▶ Passage
■ ■ ■ ■ ■

Reproducible generation of human retinal ganglion cells from banked retinal progenitor cells: analysis of target recognition and IGF-1-mediated axon regeneration.

The selective degeneration of retinal ganglion cells (RGCs) is a common feature in glaucoma, a complex group of diseases, leading to irreversible vision loss. Stem cell-based glaucoma disease modeling, cell replacement, and axon regeneration are viable approaches to understand mechanisms underlying glaucomatous degeneration for neuroprotection, stem cell therapy, and therapeutic regeneration. These approaches require direct and facile generation of human RGCs (hRGCs) from pluripotent stem cells. Here, we demonstrate a method for rapid generation of hRGCs from banked human pluripotent stem cell-derived retinal progenitor cells (hRPCs) by recapitulating the developmental mechanism. The resulting hRGCs are stable, functional, and transplantable and have the potential for target recognition, demonstrating their suitability for both stem cell approaches to glaucomatous degeneration and disease modeling. Additionally, we demonstrate that hRGCs derived from banked hRPCs are capable of regenerating their axons through an evolutionarily conserved mechanism involving insulin-like growth factor 1 and the mTOR axis, demonstrating their potential to identify and characterize the underlying mechanism(s) that can be targeted for therapeutic regeneration.

■ ■ ■ ■ ■

▶ Source material
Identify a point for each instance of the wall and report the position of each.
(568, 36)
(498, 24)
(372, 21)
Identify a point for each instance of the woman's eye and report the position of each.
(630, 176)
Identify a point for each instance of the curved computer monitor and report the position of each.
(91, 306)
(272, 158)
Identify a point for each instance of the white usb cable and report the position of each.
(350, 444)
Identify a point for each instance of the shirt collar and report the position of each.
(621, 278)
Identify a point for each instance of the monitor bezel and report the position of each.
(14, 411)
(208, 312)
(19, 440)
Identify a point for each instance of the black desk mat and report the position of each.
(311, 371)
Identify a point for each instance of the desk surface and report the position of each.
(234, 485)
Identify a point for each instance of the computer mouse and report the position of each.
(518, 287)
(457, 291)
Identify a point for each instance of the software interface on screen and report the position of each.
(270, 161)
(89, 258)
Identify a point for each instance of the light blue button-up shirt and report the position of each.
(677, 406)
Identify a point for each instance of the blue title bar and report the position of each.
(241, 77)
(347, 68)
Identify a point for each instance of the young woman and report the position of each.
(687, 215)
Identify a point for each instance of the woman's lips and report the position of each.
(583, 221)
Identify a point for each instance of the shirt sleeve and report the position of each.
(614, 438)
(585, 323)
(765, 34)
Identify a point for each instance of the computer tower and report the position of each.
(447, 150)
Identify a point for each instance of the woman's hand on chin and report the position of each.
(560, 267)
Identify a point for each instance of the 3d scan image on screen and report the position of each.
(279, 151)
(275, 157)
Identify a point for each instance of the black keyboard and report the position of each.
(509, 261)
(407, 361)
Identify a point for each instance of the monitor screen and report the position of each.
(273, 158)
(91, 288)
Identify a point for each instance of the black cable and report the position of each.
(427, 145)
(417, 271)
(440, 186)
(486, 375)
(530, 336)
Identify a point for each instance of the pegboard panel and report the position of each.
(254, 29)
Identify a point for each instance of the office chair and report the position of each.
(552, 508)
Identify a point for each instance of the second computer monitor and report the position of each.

■ ■ ■ ■ ■

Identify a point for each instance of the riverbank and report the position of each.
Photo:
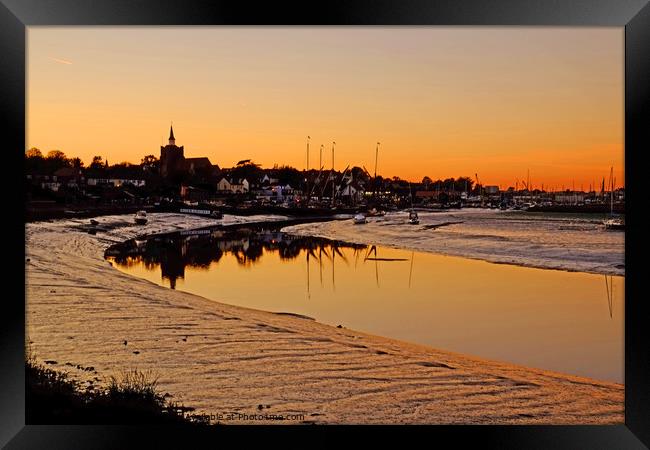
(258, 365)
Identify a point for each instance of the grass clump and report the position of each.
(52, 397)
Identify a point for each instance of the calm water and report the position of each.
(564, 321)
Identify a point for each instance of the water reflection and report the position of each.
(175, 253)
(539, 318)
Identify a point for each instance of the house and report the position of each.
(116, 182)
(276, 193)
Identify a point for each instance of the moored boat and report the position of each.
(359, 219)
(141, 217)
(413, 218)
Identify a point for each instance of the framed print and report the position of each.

■ ■ ■ ■ ■

Quote the text of the abstract on human retinal ganglion cells above, between "Reproducible generation of" and "IGF-1-mediated axon regeneration.", inclusive.

Reproducible generation of human retinal ganglion cells from banked retinal progenitor cells: analysis of target recognition and IGF-1-mediated axon regeneration.